Text passage:
[Gluster-devel] Re: [Gluster-users] I/O fair share to avoid I/O bottlenecks on small clsuters

Mon Feb 1 15:14:05 UTC 2010

Jeff Darcy wrote:
> On 01/31/2010 09:06 AM, Ran wrote:
>> You guys are talking about network IO im taking about the gluster server disk IO
>> the idea to shape the trafic does make sence seens the virt machines
>> server do use network to get to the disks(gluster)
>> but what about if there are say 5 KVM servers(with VPS's) all on
>> gluster what do you do then ? its not quite fair share seens every
>> server has its own fair share and doesnt see the others .
>>
>> Also there are other applications that uses gluster like mail etc..
>> and i see that gluster IO is very high very often cousing the all
>> storage not to work .
>> Its very disturbing .
> 
> 
> You bring up a good set of points.  Some of these problems can be
> addressed at the hypervisor (i.e. GlusterFS client) level, some can be
> addressed by GlusterFS itself, and some can be addressed only at the
> level of the local-filesystem or block-device level on the GlusterFS
> servers.

Supplied data:
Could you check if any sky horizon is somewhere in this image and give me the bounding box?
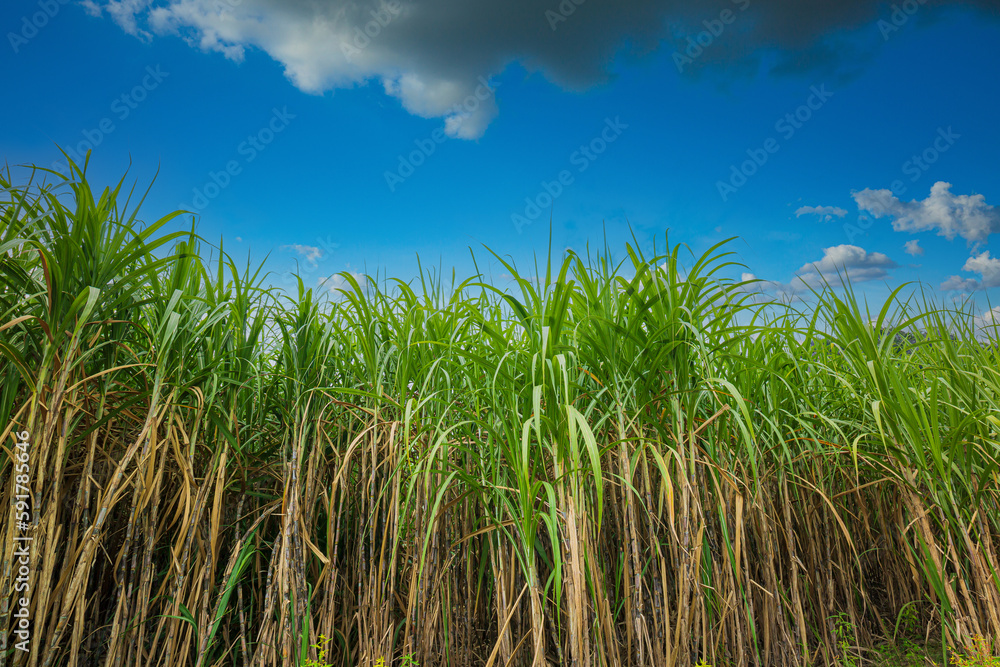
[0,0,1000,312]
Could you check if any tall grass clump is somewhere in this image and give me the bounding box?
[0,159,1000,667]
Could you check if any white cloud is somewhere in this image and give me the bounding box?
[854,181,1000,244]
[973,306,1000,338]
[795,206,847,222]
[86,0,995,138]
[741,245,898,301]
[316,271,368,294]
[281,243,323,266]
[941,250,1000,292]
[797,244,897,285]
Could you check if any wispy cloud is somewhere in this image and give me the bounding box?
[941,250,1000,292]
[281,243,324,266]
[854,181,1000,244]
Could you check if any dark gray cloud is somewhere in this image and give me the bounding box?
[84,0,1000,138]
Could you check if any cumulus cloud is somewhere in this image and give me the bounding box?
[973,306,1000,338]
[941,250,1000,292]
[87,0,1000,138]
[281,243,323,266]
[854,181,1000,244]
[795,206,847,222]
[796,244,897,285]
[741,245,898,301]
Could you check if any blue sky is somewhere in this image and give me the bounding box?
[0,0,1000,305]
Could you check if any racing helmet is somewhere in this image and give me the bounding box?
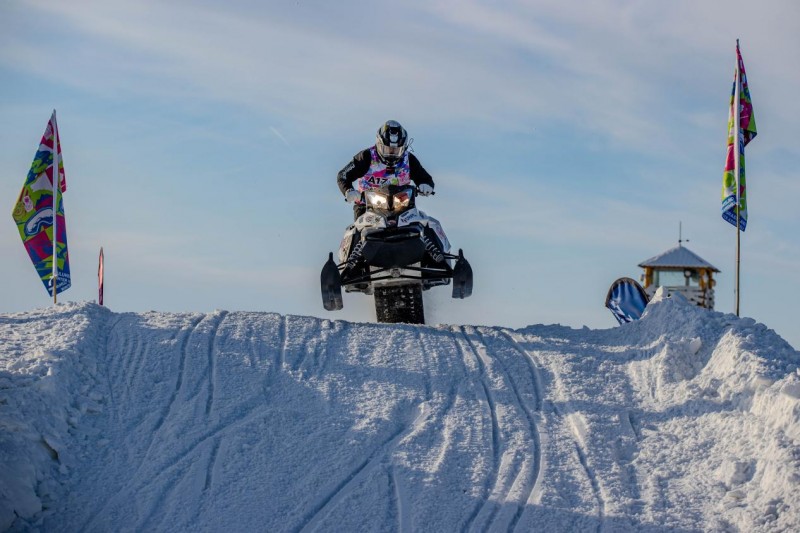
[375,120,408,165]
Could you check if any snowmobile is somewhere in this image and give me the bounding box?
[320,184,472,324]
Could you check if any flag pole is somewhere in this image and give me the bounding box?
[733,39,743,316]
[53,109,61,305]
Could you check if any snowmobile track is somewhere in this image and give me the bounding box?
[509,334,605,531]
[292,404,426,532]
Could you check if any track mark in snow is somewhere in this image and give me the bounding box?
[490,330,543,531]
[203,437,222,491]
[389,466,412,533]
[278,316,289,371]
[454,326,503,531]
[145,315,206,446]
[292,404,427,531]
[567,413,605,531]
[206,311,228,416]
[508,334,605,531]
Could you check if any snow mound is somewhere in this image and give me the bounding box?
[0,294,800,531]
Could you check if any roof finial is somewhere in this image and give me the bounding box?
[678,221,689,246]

Written task A:
From the GlusterFS thread, write out the passage that begins at the words "Mon Feb 1 15:14:05" and stops after "not to work .".
Written task B:
In the GlusterFS thread, how many KVM servers are given in the example of servers all running on gluster?
Written task C:
Translate this sentence from the GlusterFS thread into Spanish: "You bring up a good set of points."

Expected answer A:
Mon Feb 1 15:14:05 UTC 2010

Jeff Darcy wrote:
> On 01/31/2010 09:06 AM, Ran wrote:
>> You guys are talking about network IO im taking about the gluster server disk IO
>> the idea to shape the trafic does make sence seens the virt machines
>> server do use network to get to the disks(gluster)
>> but what about if there are say 5 KVM servers(with VPS's) all on
>> gluster what do you do then ? its not quite fair share seens every
>> server has its own fair share and doesnt see the others .
>>
>> Also there are other applications that uses gluster like mail etc..
>> and i see that gluster IO is very high very often cousing the all
>> storage not to work .

Expected answer B:
Five.

Expected answer C:
Planteas un buen conjunto de puntos.